WORK REQUIRED >> Count the lines below that contain the string "noticeboard", treating case as significant, and reply with the number alone.

RECORDS PROVIDED >>
◇ ◇ ◇ ◇

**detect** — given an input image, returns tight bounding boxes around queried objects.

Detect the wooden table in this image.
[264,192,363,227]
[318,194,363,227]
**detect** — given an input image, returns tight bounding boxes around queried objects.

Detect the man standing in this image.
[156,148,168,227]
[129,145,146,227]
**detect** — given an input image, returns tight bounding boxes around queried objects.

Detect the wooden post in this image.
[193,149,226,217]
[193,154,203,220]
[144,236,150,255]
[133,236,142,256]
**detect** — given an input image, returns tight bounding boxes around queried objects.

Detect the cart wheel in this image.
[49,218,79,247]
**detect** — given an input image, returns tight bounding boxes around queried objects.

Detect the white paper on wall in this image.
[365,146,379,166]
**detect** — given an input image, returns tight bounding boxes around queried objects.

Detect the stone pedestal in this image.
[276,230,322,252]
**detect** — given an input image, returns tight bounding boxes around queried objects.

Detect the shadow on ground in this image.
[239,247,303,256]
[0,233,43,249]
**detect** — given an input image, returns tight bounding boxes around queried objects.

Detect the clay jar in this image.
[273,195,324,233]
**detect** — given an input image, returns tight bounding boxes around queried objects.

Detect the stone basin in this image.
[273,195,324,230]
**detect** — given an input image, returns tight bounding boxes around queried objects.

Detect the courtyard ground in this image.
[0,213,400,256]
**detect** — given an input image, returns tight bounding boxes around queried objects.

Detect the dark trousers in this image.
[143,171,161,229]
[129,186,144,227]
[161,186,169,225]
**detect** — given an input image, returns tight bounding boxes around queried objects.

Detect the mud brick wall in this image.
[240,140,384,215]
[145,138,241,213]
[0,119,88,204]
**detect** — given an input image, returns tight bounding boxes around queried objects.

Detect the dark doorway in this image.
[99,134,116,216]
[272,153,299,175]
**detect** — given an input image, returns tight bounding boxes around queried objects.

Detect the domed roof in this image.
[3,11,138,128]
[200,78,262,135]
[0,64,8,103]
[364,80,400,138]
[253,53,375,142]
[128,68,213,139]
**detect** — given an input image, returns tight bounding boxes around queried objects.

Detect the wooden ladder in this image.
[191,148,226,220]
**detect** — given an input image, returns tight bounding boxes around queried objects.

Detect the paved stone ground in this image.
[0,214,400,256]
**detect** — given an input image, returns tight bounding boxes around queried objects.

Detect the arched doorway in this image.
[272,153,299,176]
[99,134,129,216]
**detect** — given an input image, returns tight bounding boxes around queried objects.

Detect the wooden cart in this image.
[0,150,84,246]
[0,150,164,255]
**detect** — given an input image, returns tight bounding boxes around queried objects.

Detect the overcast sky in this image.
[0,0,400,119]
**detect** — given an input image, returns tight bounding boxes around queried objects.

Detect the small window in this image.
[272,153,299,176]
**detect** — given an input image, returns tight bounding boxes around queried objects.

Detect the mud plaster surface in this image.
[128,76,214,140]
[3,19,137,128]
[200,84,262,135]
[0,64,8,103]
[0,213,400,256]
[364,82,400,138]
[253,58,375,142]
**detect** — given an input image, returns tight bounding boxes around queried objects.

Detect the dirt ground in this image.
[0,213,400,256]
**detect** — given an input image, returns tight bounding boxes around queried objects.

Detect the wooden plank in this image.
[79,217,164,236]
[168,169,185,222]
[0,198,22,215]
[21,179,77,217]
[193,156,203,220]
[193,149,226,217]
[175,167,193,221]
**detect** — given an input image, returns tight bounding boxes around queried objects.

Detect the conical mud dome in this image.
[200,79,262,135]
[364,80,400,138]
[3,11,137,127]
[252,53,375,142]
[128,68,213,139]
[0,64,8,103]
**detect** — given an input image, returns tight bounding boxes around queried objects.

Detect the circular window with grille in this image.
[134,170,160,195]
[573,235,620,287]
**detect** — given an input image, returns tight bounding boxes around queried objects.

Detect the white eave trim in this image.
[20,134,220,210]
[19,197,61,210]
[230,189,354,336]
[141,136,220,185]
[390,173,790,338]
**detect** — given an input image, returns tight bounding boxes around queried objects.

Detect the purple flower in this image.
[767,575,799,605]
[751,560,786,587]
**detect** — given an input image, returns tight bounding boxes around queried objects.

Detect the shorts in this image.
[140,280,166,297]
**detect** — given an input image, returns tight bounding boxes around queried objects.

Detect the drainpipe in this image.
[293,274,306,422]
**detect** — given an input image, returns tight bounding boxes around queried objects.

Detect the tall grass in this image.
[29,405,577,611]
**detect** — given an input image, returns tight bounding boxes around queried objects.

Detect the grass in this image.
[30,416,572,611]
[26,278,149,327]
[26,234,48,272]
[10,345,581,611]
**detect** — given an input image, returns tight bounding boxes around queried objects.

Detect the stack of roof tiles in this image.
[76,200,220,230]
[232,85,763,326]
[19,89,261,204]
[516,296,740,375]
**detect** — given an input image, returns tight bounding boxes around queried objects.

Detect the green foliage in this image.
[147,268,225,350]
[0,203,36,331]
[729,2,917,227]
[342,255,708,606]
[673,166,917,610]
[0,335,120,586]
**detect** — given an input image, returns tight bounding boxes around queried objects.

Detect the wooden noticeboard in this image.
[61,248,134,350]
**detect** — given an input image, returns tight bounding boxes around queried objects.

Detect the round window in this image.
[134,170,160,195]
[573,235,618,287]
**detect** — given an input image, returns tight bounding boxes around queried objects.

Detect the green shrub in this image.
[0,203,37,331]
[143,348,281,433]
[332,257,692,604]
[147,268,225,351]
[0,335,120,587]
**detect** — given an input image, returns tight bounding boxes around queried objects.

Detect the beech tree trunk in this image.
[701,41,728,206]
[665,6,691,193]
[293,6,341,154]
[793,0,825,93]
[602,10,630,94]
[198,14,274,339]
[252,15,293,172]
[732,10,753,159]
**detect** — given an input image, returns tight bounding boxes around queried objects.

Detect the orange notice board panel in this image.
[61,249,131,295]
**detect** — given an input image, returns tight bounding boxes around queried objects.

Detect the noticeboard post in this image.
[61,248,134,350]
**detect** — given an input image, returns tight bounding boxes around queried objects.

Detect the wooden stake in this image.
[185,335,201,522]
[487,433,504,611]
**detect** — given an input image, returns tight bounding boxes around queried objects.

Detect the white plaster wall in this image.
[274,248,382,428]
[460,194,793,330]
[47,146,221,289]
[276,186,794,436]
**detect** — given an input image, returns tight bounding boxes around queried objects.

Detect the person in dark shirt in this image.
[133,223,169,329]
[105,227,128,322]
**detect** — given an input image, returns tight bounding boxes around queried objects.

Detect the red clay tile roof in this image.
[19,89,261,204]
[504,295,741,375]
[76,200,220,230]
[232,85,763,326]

◇ ◇ ◇ ◇

FINAL ANSWER >> 2